The constituents of a superrun are called subruns which we call runs.

[2]:

from strax.testutils import Records, Peaks, PeakClassification

superrun_name = "_superrun_test"
st = strax.Context(
    storage=[
        strax.DataDirectory(
            "./strax_data", provide_run_metadata=True, readonly=False, deep_scan=True
        )
    ],
    register=[Records, Peaks, PeakClassification],
    config={"bonus_area": 42},
)
st.set_context_config({"use_per_run_defaults": False})

[3]:

import datetime
import pytz

import numpy as np

import json
from bson import json_util


def _write_run_doc(context, run_id, time, endtime):
    """Function which writes a dummy run document."""
    run_doc = {"name": run_id, "start": time, "end": endtime}
    with open(context.storage[0]._run_meta_path(str(run_id)), "w") as fp:
        json.dump(run_doc, fp, sort_keys=True, indent=4, default=json_util.default)


offset_between_subruns = 10

now = datetime.datetime.now()
now.replace(tzinfo=pytz.utc)
subrun_ids = [str(r) for r in range(3)]

for run_id in subrun_ids:
    rr = st.get_array(run_id, "peaks")
    time = np.min(rr["time"])
    endtime = np.max(strax.endtime(rr))

    _write_run_doc(
        st,
        run_id,
        now + datetime.timedelta(0, int(time)),
        now + datetime.timedelta(0, int(endtime)),
    )

    st.set_config({"secret_time_offset": endtime + offset_between_subruns})  # untracked option
    assert st.is_stored(run_id, "peaks")

If we print now the lineage and hash for the three runs you will see it is equivalent to our regular data.

[4]:

print(st.key_for("2", "peaks"))
st.key_for("2", "peaks").lineage

2-peaks-xia2iit6vb

[4]:

{'peaks': ('Peaks',
  '0.0.0',
  {'bonus_area': 42, 'base_area': 0, 'give_wrong_dtype': False}),
 'records': ('Records', '0.0.0', {'crash': False, 'dummy_tracked_option': 42})}

Metadata of our subruns:

To understand a bit better how our dummy data looks like we can have a look into the metadata for a single run. Each subrun is made of 10 chunks each containing 10 waveforms in 10 different channels.

[5]:

st.get_metadata("2", "peaks")

### Extracted entries
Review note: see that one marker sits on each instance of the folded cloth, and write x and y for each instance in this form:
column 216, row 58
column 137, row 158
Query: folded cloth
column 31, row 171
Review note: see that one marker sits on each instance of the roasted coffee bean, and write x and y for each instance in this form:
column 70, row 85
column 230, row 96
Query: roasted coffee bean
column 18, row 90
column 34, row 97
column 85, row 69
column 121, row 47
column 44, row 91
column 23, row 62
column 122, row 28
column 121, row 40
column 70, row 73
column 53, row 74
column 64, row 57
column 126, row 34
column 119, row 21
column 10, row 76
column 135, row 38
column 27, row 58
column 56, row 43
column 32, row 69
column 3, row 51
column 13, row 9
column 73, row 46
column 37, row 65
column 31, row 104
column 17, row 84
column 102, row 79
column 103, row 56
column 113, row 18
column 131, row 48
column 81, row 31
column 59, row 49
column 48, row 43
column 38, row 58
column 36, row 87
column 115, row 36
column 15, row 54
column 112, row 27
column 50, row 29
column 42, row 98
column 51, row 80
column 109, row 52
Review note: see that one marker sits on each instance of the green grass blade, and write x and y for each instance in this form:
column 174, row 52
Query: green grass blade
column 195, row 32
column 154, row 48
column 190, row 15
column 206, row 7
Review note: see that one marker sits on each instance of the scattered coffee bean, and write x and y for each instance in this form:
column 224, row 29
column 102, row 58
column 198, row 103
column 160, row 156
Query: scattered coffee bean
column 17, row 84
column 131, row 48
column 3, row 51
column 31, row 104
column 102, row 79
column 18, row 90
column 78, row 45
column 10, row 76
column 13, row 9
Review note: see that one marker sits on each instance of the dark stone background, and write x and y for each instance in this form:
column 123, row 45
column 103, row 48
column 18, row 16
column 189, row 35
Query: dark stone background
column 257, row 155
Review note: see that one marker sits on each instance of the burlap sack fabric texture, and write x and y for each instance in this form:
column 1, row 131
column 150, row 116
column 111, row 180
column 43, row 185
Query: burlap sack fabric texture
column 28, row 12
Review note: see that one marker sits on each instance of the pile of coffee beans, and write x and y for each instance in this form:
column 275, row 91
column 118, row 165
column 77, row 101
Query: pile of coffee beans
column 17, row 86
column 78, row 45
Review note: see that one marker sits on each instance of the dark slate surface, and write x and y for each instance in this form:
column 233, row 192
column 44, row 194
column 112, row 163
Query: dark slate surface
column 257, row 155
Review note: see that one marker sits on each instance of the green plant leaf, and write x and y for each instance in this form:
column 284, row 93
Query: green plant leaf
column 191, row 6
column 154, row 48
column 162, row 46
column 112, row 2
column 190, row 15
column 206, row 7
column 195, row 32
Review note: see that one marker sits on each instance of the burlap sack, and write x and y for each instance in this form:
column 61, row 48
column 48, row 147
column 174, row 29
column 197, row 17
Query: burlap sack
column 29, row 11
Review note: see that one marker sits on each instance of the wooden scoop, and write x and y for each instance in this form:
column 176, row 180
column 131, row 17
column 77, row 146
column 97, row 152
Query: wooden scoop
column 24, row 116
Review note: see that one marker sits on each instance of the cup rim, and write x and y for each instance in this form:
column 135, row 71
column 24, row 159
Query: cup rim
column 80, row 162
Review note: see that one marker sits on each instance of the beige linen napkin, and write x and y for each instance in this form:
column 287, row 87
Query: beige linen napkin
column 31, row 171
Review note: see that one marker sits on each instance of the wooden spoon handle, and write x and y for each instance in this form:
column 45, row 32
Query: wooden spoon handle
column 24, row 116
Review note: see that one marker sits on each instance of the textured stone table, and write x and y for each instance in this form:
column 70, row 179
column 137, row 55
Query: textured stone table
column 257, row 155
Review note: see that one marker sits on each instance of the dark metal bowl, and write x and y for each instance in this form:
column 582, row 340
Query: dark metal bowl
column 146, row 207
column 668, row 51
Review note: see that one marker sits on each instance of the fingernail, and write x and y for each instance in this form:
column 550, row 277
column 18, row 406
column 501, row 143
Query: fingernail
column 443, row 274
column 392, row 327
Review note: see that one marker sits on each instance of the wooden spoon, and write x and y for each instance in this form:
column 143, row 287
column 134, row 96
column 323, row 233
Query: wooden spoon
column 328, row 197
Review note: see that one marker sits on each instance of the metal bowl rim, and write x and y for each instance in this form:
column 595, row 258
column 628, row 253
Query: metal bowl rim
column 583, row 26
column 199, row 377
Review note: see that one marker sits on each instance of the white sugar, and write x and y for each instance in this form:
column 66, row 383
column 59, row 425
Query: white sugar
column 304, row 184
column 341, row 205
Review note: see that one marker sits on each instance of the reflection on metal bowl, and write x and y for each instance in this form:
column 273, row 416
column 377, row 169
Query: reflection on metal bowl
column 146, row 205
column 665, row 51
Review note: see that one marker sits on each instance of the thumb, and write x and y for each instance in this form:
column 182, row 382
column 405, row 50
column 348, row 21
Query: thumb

### Problem details
From the strax superrun excerpt, extract the passage that begins with "import datetime" and stops after "sort_keys=True, indent=4, default=json_util.default)". Work from the strax superrun excerpt alone, not from the entries.

### Solved exercise
import datetime
import pytz

import numpy as np

import json
from bson import json_util


def _write_run_doc(context, run_id, time, endtime):
    """Function which writes a dummy run document."""
    run_doc = {"name": run_id, "start": time, "end": endtime}
    with open(context.storage[0]._run_meta_path(str(run_id)), "w") as fp:
        json.dump(run_doc, fp, sort_keys=True, indent=4, default=json_util.default)